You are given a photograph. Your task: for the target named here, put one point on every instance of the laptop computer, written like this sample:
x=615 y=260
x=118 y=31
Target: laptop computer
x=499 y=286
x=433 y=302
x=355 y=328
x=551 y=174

.....

* **Task directions**: Extract every entry above as it appears.

* **Answer for the task**:
You are given a photograph. Your task: for the target named here, put one point on every instance of the laptop computer, written like this sample:
x=615 y=260
x=118 y=31
Target: laptop computer
x=499 y=286
x=433 y=302
x=355 y=328
x=551 y=174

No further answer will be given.